§ **EXERCISE GOAL**: Extract each line of the data below that contains the string "spectator", treating uppercase and lowercase letters as distinct.

§ **MATERIAL FOR THIS TASK**:
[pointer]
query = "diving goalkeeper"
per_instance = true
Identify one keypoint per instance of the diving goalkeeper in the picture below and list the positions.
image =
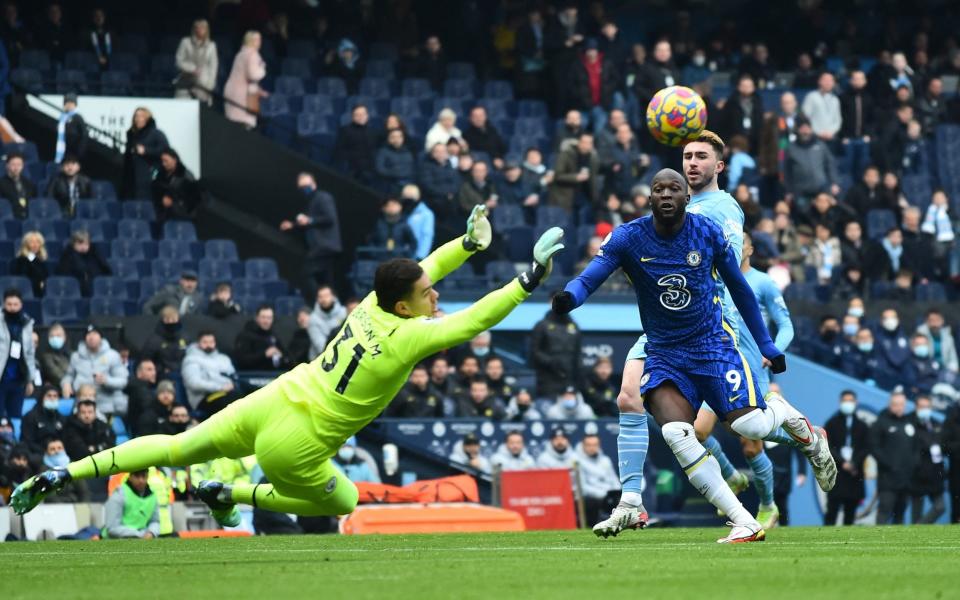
(298, 422)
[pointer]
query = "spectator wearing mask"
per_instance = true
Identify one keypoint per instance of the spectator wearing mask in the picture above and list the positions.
(928, 474)
(184, 296)
(479, 403)
(325, 319)
(85, 433)
(521, 408)
(557, 453)
(512, 455)
(600, 390)
(132, 511)
(809, 167)
(145, 142)
(893, 445)
(242, 91)
(175, 191)
(391, 235)
(208, 375)
(15, 187)
(356, 146)
(940, 339)
(467, 452)
(221, 304)
(420, 219)
(864, 361)
(167, 344)
(482, 136)
(31, 262)
(417, 399)
(555, 354)
(156, 414)
(197, 62)
(568, 406)
(141, 391)
(849, 438)
(69, 185)
(257, 347)
(98, 366)
(43, 421)
(598, 478)
(394, 163)
(17, 355)
(82, 261)
(321, 230)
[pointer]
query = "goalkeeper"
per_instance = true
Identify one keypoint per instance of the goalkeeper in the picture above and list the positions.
(298, 422)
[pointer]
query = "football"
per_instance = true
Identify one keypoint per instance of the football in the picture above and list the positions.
(676, 115)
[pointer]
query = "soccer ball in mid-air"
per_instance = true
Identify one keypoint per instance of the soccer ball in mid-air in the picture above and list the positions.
(676, 115)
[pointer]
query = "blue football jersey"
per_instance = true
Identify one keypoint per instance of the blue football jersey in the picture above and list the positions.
(674, 280)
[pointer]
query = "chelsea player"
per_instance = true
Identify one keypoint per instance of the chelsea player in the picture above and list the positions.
(673, 259)
(299, 421)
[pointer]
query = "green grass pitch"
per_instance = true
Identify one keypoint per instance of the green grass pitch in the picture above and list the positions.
(807, 563)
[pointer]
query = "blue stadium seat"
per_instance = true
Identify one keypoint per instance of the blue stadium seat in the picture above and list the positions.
(133, 229)
(180, 230)
(416, 88)
(18, 282)
(59, 286)
(263, 269)
(220, 250)
(60, 310)
(138, 209)
(43, 208)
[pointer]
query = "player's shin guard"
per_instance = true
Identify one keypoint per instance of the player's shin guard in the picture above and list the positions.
(762, 477)
(632, 446)
(703, 471)
(713, 447)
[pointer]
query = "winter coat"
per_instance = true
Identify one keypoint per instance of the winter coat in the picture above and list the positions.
(508, 462)
(249, 349)
(555, 354)
(597, 475)
(84, 267)
(848, 486)
(28, 362)
(245, 76)
(205, 374)
(85, 363)
(928, 474)
(893, 444)
(80, 440)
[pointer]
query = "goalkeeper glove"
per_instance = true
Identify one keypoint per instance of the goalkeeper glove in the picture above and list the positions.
(479, 233)
(543, 251)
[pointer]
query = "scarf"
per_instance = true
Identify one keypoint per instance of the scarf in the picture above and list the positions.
(893, 253)
(62, 135)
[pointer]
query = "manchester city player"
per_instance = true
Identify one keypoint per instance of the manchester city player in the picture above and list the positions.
(673, 259)
(299, 421)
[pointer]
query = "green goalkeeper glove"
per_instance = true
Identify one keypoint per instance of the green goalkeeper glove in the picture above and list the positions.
(549, 244)
(479, 233)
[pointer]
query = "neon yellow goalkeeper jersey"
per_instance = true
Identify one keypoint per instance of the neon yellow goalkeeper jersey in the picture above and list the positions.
(370, 359)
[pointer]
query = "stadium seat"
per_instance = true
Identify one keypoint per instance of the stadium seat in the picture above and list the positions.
(59, 286)
(180, 230)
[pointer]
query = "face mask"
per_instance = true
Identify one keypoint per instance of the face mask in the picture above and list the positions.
(60, 459)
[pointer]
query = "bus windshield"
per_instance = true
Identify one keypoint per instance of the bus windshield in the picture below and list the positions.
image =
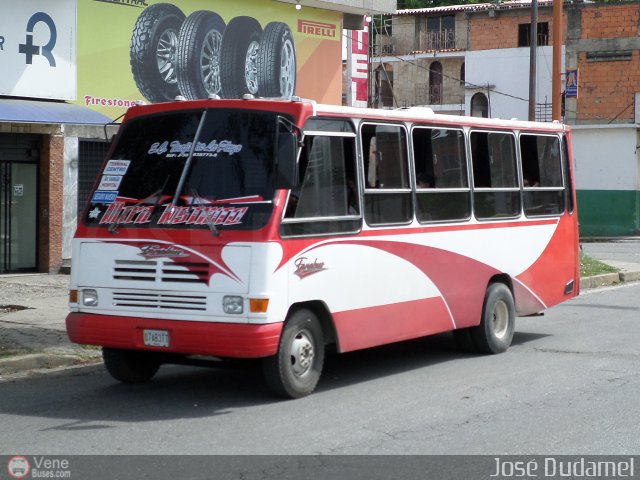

§ **IN RESPONSE**:
query = "spectator wearing mask"
Identify one keypoint per instance of the spectator wearing mask in the picture above and list the positions.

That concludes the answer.